• **AVAILABLE RECORDS**:
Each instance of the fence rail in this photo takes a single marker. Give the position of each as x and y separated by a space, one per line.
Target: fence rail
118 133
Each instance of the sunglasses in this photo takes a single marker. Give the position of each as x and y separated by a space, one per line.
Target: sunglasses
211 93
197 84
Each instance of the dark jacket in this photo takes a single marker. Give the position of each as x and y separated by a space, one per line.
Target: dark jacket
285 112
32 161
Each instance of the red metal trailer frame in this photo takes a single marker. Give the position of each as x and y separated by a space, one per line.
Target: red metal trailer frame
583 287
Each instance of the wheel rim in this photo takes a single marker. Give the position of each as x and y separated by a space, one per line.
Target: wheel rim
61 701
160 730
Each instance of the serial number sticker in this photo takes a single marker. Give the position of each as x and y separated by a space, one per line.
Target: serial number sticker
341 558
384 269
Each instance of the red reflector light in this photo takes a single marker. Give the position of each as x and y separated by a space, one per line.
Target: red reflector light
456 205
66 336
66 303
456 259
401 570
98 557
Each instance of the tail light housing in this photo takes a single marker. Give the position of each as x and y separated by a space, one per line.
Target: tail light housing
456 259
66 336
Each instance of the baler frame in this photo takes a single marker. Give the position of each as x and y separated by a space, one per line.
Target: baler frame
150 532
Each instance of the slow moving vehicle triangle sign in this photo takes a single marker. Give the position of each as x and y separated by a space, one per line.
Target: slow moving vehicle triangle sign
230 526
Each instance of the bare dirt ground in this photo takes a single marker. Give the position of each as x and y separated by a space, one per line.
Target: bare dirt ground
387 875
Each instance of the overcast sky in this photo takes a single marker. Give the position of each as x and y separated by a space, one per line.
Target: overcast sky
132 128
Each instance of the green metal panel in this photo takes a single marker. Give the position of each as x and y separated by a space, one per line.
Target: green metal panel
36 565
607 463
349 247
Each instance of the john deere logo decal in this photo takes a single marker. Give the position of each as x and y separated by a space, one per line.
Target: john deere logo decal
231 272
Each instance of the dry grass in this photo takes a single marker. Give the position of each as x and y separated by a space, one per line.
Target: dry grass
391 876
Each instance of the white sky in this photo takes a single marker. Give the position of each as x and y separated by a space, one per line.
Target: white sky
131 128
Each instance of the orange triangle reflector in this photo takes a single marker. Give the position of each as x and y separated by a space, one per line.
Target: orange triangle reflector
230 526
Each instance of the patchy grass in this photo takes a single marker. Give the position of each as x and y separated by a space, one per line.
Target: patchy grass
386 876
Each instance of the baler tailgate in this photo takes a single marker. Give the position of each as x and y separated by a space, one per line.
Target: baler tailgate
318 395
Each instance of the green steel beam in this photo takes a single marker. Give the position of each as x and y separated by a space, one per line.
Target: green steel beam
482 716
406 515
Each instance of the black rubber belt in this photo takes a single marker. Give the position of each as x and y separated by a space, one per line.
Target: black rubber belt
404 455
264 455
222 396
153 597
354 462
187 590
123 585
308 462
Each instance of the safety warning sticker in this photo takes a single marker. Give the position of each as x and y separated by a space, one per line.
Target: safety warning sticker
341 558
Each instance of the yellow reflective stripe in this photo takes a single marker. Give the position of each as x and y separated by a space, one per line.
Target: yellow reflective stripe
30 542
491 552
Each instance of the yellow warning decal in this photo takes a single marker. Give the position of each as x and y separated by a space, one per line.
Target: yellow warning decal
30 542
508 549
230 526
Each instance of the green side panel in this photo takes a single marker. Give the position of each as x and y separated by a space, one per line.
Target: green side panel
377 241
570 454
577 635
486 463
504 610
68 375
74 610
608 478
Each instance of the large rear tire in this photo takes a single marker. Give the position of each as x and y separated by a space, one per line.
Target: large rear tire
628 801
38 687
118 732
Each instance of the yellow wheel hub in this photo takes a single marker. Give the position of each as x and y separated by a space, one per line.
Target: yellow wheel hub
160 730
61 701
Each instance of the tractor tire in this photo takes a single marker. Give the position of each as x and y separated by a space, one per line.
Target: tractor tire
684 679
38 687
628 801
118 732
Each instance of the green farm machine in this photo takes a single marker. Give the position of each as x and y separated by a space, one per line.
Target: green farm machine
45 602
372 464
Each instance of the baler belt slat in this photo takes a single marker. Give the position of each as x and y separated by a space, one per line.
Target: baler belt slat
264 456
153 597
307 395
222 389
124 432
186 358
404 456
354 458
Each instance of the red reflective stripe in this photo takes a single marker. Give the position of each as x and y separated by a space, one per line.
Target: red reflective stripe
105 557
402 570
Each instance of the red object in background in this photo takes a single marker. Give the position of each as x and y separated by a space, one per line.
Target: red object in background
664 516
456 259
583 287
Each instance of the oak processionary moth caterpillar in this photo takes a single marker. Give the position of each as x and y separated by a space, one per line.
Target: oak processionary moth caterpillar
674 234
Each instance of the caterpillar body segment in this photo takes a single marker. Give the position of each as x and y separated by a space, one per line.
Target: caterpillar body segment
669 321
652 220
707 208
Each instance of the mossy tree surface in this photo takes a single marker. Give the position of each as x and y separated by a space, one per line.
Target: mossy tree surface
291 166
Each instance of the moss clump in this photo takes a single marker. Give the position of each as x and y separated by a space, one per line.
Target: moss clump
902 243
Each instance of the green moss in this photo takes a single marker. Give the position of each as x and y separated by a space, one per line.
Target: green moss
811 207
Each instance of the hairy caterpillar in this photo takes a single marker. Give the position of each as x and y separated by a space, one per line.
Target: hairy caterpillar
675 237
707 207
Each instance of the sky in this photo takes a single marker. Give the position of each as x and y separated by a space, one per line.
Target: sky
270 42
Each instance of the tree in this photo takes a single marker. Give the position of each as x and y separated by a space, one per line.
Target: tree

• **ASSIGNED TASK**:
Every record should be output precisely as it was given.

• **EXPECTED ANSWER**:
Each instance of the fence rail in this photo takes a single marker. Give the position of each as x and y separated by a space, one per line.
Target: fence rail
118 133
Each instance of the sunglasses in this photo takes a single marker. Give the position of each as x and y separated by a space, one per line.
Target: sunglasses
211 93
197 84
Each instance of the dark jacket in this photo takes a single marker. Give the position of each as x and y separated by a space, one per line.
Target: dark jacket
285 112
32 161
Each instance of the red metal trailer frame in this photo takes a single marker. Give the position of each as x and y separated by a space, one per line.
Target: red metal trailer frame
583 287
Each instance of the wheel rim in this photo takes a single marker. Give the position of each as x and y separated by a space, one per line.
Target: wheel rim
61 701
160 730
Each instance of the serial number sticker in this photo takes a single marker. Give the position of each as x and y separated by a space, one per line.
Target: serial number sticker
341 558
384 269
Each instance of the red reflector light in this photo takes a single marker. Give the position of each as x and y separated by a space, one per line.
Target: red reflector light
456 205
66 336
66 303
456 259
401 570
98 557
Each instance of the tail light housing in this photo takes a single marker. Give the position of each as x and y separated by a space, one per line.
Target: tail light housing
456 259
66 336
Each instance of the baler frame in this photo takes a single marker. Give the position of each as x and y separated by a space, one per line.
Target: baler frame
150 532
Each instance of the slow moving vehicle triangle sign in this photo takes a single marker. Give the position of each as x and y separated by a space, one per line.
Target: slow moving vehicle triangle sign
230 526
Each instance of the bare dirt ground in this photo takes a single marker. Give the position of each as x and y separated by a space, one per line.
Target: bare dirt ground
387 875
Each instance of the overcast sky in this photo takes a single marker. Give the position of each as x and y separated by a space, one per line.
Target: overcast sky
132 128
Each instance of the green metal panel in this photo takes a single marker. Give the position of each as x and y separated by a space, one per line.
Target: green metal panel
36 565
607 463
349 247
Each instance of the john deere logo decal in this photo takes a single marker. Give the position of each as x and y separated by a space, one per line.
Target: john deere logo decal
231 272
Each instance of the dry grass in this photo takes a single marker. Give the position of each as x and y separated by a space, one per line.
Target: dry grass
391 876
Each instance of the white sky in this photo takes a single marker. Give the position of each as x and y separated by a space, one per line.
Target: white sky
131 128
Each instance of the orange triangle reflector in this photo takes a single marker. Give the position of each as x and y separated by a space, one per line.
Target: orange triangle reflector
230 526
Each instance of the patchy grass in this photo takes a single marker. Give the position of each as x and y separated by a space, one per line.
Target: patchy grass
386 876
Each instance of the baler tailgate in this photo takes a single marker. Give the position of each as x and y separated by a space, one per line.
Target: baler tailgate
318 395
Each instance of the green steel beam in this photo takes a single marker. Give the position of each as x and y separated by a space, one per line.
Target: green steel beam
482 716
406 515
Each instance of the black rubber belt in this photo takes a single marker. Give the position of each as x and y separated by a space, one per line.
Target: black rubber belt
404 455
264 455
222 396
153 597
354 462
187 590
123 585
308 462
Each instance of the safety warning sticker in this photo takes a single marker. Give the position of each as x and y separated by a space, one per line.
Target: safety warning sticker
341 558
Each instance of the yellow reflective stripe in this photo takes a single marker. Give the position of each as x and y separated by a space, one per line.
Target: yellow reflective stripe
30 542
491 552
Each instance of the yellow warning decal in this photo takes a single marker. Give the position of each as x and y separated by a space, one per line.
Target: yellow warning decal
30 542
508 549
230 526
Each instance of the green side panel in this photo takes a single marker. Give the position of each as x and y separated by a space, one per line.
Target: green side panel
377 241
570 454
577 635
486 463
504 610
68 375
74 610
608 478
Each instance of the large rear tire in this photo takes a single marker. Give the position of each as x and y separated by a space, one per line.
Target: large rear tire
628 801
38 687
118 732
Each instance of the yellow wheel hub in this photo takes a single marker. Give the position of each as x and y separated by a space, one per line.
Target: yellow wheel hub
160 730
61 701
Each instance of the tractor tire in this photo takes a single marker. Give the position of each as x and y separated by a space, one per line.
Target: tractor tire
684 679
38 687
628 801
118 732
Each instance of the green farm machine in this photo takes a single marker. Give the position of each as x and y separated by a space, one per line.
Target: green farm machine
45 602
372 464
Each instance of the baler belt slat in this photo takes a single marker. Give the position of each as x and y separated by a space, one per line.
Target: baler belt slat
264 456
153 597
307 395
222 389
124 432
186 358
404 456
354 458
Each instance of the red reflective stripe in this photo takes a single marker. Give the position of each as x and y separated by a space, one per line.
Target: red reflective stripe
105 557
402 570
Each instance of the red object in background in this photo takes a single marker. Give the position of each as x and y separated by a space, one per line.
Target: red object in background
664 516
456 259
583 287
Each instance of the oak processionary moth caterpillar in this photo takes a single marker. Give the position of each as x and y separated by a space, one per line.
Target: oak processionary moth caterpillar
674 234
Each instance of the caterpillar body segment in this photo takes a single marker. Give the position of each as x and y separated by a space, one per line.
Target: caterpillar body segment
669 321
652 220
707 208
Each instance of the mossy tree surface in this photo takes a single marker. Give the position of each as x and y separated by a space, one per line.
Target: mossy tree surface
291 166
Each instance of the moss clump in this photo takes a single marker. Give the position of each as x and y separated by a space, one per line.
Target: moss clump
902 243
Each instance of the green moss in this photo takes a single marker. Give the position of each as x and y separated by a space, one per line.
Target: green moss
811 207
Each instance of the hairy caterpillar in this photo takes a single marker. Give the position of each as x and y separated by a space, one per line.
Target: hairy caterpillar
675 237
707 207
Each instance of the sky in this photo takes a single marker. Give the position of each as x and y separated by a space, one per line.
Target: sky
270 42
Each instance of the tree in this photo takes a single marker. Give the position of each as x and y separated by a space, one per line.
Target: tree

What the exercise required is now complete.